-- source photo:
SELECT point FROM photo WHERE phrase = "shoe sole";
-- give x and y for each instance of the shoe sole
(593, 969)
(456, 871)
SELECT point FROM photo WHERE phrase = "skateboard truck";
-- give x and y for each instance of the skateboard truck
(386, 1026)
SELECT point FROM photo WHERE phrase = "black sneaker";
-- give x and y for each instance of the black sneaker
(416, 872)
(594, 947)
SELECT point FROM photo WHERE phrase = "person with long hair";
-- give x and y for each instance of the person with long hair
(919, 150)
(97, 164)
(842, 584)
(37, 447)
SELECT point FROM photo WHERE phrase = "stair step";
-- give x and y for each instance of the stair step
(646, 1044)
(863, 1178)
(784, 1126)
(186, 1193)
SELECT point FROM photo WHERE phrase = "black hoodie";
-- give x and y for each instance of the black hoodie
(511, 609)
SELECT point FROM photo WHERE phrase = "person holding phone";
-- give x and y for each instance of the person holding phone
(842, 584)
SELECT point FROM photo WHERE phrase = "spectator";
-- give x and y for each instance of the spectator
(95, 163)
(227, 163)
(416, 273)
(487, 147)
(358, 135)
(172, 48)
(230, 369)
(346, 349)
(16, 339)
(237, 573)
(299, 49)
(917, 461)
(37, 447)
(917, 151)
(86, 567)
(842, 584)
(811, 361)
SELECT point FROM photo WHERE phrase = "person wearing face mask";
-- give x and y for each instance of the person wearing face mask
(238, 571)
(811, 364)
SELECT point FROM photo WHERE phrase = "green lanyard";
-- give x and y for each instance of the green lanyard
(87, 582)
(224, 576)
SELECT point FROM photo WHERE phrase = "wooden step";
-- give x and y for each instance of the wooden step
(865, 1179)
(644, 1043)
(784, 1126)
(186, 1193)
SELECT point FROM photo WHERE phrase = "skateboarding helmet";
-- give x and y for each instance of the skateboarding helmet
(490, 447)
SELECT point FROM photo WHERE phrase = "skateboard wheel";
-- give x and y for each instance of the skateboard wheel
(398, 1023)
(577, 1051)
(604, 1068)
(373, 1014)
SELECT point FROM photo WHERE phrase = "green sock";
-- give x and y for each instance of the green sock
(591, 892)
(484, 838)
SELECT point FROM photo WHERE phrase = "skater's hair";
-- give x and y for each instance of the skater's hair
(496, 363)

■ TAREA A REALIZAR: Presente todas las líneas de los registros anteriores en una tabla Markdown con las columnas «N.º» y «Línea». Numere las filas y omita las líneas en blanco.

■ RESPUESTA:
| N.º | Línea |
|---|---|
| 1 | -- source photo: |
| 2 | SELECT point FROM photo WHERE phrase = "shoe sole"; |
| 3 | -- give x and y for each instance of the shoe sole |
| 4 | (593, 969) |
| 5 | (456, 871) |
| 6 | SELECT point FROM photo WHERE phrase = "skateboard truck"; |
| 7 | -- give x and y for each instance of the skateboard truck |
| 8 | (386, 1026) |
| 9 | SELECT point FROM photo WHERE phrase = "black sneaker"; |
| 10 | -- give x and y for each instance of the black sneaker |
| 11 | (416, 872) |
| 12 | (594, 947) |
| 13 | SELECT point FROM photo WHERE phrase = "person with long hair"; |
| 14 | -- give x and y for each instance of the person with long hair |
| 15 | (919, 150) |
| 16 | (97, 164) |
| 17 | (842, 584) |
| 18 | (37, 447) |
| 19 | SELECT point FROM photo WHERE phrase = "stair step"; |
| 20 | -- give x and y for each instance of the stair step |
| 21 | (646, 1044) |
| 22 | (863, 1178) |
| 23 | (784, 1126) |
| 24 | (186, 1193) |
| 25 | SELECT point FROM photo WHERE phrase = "black hoodie"; |
| 26 | -- give x and y for each instance of the black hoodie |
| 27 | (511, 609) |
| 28 | SELECT point FROM photo WHERE phrase = "person holding phone"; |
| 29 | -- give x and y for each instance of the person holding phone |
| 30 | (842, 584) |
| 31 | SELECT point FROM photo WHERE phrase = "spectator"; |
| 32 | -- give x and y for each instance of the spectator |
| 33 | (95, 163) |
| 34 | (227, 163) |
| 35 | (416, 273) |
| 36 | (487, 147) |
| 37 | (358, 135) |
| 38 | (172, 48) |
| 39 | (230, 369) |
| 40 | (346, 349) |
| 41 | (16, 339) |
| 42 | (237, 573) |
| 43 | (299, 49) |
| 44 | (917, 461) |
| 45 | (37, 447) |
| 46 | (917, 151) |
| 47 | (86, 567) |
| 48 | (842, 584) |
| 49 | (811, 361) |
| 50 | SELECT point FROM photo WHERE phrase = "person wearing face mask"; |
| 51 | -- give x and y for each instance of the person wearing face mask |
| 52 | (238, 571) |
| 53 | (811, 364) |
| 54 | SELECT point FROM photo WHERE phrase = "green lanyard"; |
| 55 | -- give x and y for each instance of the green lanyard |
| 56 | (87, 582) |
| 57 | (224, 576) |
| 58 | SELECT point FROM photo WHERE phrase = "wooden step"; |
| 59 | -- give x and y for each instance of the wooden step |
| 60 | (865, 1179) |
| 61 | (644, 1043) |
| 62 | (784, 1126) |
| 63 | (186, 1193) |
| 64 | SELECT point FROM photo WHERE phrase = "skateboarding helmet"; |
| 65 | -- give x and y for each instance of the skateboarding helmet |
| 66 | (490, 447) |
| 67 | SELECT point FROM photo WHERE phrase = "skateboard wheel"; |
| 68 | -- give x and y for each instance of the skateboard wheel |
| 69 | (398, 1023) |
| 70 | (577, 1051) |
| 71 | (604, 1068) |
| 72 | (373, 1014) |
| 73 | SELECT point FROM photo WHERE phrase = "green sock"; |
| 74 | -- give x and y for each instance of the green sock |
| 75 | (591, 892) |
| 76 | (484, 838) |
| 77 | SELECT point FROM photo WHERE phrase = "skater's hair"; |
| 78 | -- give x and y for each instance of the skater's hair |
| 79 | (496, 363) |